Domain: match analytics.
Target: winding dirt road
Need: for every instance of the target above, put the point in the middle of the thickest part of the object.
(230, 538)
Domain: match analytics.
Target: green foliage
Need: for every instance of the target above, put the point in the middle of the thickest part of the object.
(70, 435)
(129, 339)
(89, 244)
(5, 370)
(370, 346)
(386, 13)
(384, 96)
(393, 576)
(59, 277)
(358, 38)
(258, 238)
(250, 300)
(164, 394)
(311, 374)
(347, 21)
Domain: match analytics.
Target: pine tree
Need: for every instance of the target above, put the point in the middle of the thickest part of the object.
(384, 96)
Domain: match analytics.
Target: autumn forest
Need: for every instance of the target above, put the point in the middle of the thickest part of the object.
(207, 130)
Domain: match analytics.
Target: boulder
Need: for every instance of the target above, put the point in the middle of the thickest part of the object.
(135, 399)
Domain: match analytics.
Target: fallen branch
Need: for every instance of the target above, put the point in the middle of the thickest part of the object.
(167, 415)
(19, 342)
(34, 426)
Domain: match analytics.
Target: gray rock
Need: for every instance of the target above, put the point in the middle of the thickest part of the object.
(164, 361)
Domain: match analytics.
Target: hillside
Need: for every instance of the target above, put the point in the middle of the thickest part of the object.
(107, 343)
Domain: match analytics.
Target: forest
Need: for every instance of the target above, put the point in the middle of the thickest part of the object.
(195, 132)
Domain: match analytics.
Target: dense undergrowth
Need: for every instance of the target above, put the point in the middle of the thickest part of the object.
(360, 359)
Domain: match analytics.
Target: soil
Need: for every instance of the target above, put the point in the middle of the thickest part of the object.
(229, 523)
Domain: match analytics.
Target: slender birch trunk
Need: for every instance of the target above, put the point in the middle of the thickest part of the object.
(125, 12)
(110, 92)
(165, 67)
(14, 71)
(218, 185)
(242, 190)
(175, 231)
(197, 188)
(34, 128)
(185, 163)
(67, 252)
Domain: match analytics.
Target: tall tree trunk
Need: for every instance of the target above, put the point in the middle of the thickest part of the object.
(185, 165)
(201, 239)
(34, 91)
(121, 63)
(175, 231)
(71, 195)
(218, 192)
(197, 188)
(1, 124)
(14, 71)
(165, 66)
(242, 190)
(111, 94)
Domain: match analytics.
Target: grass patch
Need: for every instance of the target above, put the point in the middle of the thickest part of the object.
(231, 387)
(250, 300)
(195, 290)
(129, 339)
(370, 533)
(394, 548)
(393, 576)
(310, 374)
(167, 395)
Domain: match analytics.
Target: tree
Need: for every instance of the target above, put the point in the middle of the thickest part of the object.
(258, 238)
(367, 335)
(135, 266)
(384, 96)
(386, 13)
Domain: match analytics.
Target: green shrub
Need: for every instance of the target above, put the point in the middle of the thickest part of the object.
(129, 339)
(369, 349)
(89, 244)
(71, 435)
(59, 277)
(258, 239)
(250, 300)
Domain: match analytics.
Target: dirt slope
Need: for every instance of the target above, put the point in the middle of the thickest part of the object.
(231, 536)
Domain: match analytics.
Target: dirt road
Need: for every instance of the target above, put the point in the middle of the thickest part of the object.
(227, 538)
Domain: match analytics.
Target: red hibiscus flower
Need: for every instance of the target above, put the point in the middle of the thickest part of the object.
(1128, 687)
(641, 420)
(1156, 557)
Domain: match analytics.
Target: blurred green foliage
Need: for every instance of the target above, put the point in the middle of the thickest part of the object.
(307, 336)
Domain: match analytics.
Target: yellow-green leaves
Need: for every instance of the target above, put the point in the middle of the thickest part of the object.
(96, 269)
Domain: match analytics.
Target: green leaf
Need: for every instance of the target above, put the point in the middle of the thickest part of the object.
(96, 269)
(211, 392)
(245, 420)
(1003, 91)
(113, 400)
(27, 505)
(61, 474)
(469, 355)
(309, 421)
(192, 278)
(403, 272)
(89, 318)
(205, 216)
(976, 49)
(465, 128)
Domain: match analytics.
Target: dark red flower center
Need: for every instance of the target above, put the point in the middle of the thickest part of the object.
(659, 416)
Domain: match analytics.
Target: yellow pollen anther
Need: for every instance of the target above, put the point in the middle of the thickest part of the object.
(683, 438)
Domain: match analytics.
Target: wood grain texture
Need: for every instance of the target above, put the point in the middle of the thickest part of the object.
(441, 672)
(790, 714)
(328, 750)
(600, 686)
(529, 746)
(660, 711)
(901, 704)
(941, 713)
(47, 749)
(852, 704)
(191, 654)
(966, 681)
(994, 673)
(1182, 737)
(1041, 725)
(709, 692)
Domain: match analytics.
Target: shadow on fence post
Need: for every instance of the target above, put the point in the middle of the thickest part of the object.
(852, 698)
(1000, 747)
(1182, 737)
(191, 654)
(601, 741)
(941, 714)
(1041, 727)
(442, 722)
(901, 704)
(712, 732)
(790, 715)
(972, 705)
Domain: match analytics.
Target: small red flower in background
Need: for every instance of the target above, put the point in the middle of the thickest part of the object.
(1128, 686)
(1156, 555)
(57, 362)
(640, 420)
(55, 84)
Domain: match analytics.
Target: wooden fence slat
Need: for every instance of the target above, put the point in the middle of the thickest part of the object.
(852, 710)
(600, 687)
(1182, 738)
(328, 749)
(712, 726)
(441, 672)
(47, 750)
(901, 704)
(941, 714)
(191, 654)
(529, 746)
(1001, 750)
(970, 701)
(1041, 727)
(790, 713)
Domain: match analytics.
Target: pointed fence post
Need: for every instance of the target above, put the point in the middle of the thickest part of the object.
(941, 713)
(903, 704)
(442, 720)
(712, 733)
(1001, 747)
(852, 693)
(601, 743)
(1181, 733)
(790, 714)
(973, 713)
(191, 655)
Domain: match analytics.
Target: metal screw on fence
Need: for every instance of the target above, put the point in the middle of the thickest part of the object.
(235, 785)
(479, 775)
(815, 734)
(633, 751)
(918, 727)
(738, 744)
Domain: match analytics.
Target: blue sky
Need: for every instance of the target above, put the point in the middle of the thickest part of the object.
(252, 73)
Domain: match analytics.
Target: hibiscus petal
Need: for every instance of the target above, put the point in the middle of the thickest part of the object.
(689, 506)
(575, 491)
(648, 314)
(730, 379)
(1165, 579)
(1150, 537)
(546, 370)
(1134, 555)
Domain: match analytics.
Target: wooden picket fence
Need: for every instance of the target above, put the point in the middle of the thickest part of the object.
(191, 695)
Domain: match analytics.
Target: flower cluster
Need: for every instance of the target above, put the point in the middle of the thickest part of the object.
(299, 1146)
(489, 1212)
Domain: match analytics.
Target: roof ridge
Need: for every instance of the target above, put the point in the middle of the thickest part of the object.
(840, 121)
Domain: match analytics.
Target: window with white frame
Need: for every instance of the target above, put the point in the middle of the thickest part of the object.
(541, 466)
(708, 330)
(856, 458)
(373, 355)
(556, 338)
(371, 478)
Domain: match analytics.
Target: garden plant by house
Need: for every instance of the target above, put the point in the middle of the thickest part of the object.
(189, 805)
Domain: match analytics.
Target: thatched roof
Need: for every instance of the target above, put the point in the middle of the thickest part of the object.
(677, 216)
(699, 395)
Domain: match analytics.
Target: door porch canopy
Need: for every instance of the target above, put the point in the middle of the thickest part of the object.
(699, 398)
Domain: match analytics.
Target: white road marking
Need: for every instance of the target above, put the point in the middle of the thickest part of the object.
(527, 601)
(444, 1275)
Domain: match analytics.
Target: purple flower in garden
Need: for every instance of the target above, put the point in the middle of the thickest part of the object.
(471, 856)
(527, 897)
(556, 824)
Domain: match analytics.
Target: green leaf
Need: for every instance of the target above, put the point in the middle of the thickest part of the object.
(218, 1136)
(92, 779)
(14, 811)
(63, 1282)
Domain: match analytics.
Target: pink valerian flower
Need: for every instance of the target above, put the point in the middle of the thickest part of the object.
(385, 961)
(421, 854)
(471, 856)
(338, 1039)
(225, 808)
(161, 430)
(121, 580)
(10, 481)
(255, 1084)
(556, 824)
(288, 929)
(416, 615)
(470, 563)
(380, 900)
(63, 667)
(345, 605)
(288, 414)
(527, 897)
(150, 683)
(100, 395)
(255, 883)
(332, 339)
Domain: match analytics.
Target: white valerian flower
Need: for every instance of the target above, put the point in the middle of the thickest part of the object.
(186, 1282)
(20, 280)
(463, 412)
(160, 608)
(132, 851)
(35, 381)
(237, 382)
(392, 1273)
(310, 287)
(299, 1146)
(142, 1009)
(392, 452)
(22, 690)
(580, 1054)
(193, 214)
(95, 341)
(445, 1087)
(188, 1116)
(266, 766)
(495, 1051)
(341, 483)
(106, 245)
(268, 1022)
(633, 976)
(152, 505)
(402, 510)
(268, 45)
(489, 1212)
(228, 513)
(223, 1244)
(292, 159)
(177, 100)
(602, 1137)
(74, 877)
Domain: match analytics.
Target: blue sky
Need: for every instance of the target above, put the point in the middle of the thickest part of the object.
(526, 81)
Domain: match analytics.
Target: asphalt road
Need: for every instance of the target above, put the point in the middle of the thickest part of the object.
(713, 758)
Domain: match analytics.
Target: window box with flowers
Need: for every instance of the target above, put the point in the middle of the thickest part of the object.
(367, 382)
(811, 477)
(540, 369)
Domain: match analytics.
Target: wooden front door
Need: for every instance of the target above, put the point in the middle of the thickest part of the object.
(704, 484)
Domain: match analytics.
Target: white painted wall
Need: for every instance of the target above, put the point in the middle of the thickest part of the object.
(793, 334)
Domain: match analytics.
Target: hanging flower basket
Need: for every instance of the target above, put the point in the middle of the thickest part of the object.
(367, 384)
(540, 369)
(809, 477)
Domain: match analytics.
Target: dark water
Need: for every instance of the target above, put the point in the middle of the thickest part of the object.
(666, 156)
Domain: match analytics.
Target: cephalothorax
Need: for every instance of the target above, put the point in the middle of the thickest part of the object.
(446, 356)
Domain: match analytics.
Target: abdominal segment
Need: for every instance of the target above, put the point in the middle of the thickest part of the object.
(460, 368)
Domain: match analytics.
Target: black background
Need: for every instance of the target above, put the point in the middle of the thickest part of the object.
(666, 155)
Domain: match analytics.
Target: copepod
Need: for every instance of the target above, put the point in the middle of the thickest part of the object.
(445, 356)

◆ ◆ ◆ ◆

### WHAT IS ASKED
State how many lines of the records above contain the string "roof". Give only the number.

### THE ANSWER
2